* _Work to complete_:
A - According to the book review, who is the executive editor of The Washington Post?
B - Pick up the review of "The News About the News" after its final sentence and carry it on.

Picture this scene: A newspaper editor interviews an applicant whose resumé shows little newsroom experience. “So kid, you want to be a journalist. Take this copy of ‘The News About the News: American Journalism in Peril.’ Read it. If you still want to work in the news business, write me an 800-word essay on why you want to be a journalist, then come back to see me in a week. If not, keep the book. It’s on me.”
This exercise might be a good thing to ask each journalism applicant to do. “The News About the News,” written by Leonard Downie, Jr., the executive editor of The Washington Post and Robert G. Kaiser, the Post’s former managing editor, provides a stark and honest assessment of the current news business. It is an important and thoughtful examination of the roles journalists and journalism play in Americans’ lives and in their democracy. After reading it, anyone thinking of working as a journalist in the 21st century will have a clearer understanding—and warning—about what to expect.
In their analysis, Downie and Kaiser don’t pull any punches. The consolidation of many news organizations and media companies into just a few Wall Street-driven corporations for which newsgathering is not the primary business has weakened news operations. More importantly, in many instances, quality of content and civic concern are sacrificed in the quest for high profit margins. But as this book points out, places still exist in large and small communities where there are opportunities to practice quality journalism. And the authors document how topnotch news operations can also be good for the company’s bottom line.
The arguments presented in “The News About the News” aren’t idealistic. After all, the authors work for a news organization that places great emphasis on strong economic performance. And they aren’t naive. Throughout the book, Downie and Kaiser acknowledge that “journalism won’t exist without financial support—someone has to pay the journalists and the expenses of gathering news.” They also make the point, by offering strong examples and frank testimony, that the evolving “show Wall Street the money” attitude of corporate owners has altered the jobs (and outlook) of people most responsible for the quality of journalism in news organizations. Instead of the laser-like focus on tough, accurate reporting and good writing, newsroom leaders are forced to divert their attention to financial considerations.

* _Information given_:
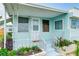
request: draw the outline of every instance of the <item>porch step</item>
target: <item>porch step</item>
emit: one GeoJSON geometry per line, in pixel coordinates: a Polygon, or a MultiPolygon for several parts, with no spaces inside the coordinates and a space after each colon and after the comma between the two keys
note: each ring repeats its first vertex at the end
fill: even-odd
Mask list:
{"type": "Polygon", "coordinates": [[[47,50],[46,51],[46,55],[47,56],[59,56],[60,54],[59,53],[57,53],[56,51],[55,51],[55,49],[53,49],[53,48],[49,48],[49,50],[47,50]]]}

* * *

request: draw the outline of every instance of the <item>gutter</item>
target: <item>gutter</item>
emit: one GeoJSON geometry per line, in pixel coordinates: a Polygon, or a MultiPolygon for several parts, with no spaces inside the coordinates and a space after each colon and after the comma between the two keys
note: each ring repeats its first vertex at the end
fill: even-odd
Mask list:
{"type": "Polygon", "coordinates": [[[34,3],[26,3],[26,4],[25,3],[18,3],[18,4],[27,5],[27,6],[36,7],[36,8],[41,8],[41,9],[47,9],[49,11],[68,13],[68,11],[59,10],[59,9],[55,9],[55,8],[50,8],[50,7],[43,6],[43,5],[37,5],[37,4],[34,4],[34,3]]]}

* _Final answers_:
A - Leonard Downie, Jr.

B -
“Newspaper editors and television news directors … have been held more accountable for controlling costs and increasing profits than for improving thequality of their journalism,” Downie and Kaiser observe. They point particularly to newspaper chains Knight Ridder and Gannett and to corporations that own networks and local stations such as General Electric and Disney.
The authors try to be optimistic about the future of newspapers and the Internet as places where good journalism can flourish. They also look with a hopeful eye at the prospects for broadcast journalism but, in this attempt, they aren’t as convincing. (Perhaps this is because the authors have made their careers in newspapers.) Take this example from their look at broadcast news: “Heather Nauert had only her blond, youthful good looks and a sincere desire to become a television star when she joined the world of talkers on the Fox News Channel,” they write. “… What were the thirty-year-old’s qualifications? ‘When I first saw her I thought Heather was our demographic, that she could bring in younger people,’ Fox News executive producer Bill Skine said. ‘When you have a pundit who is young, and knows what they’re talking about, they exude more energy.’”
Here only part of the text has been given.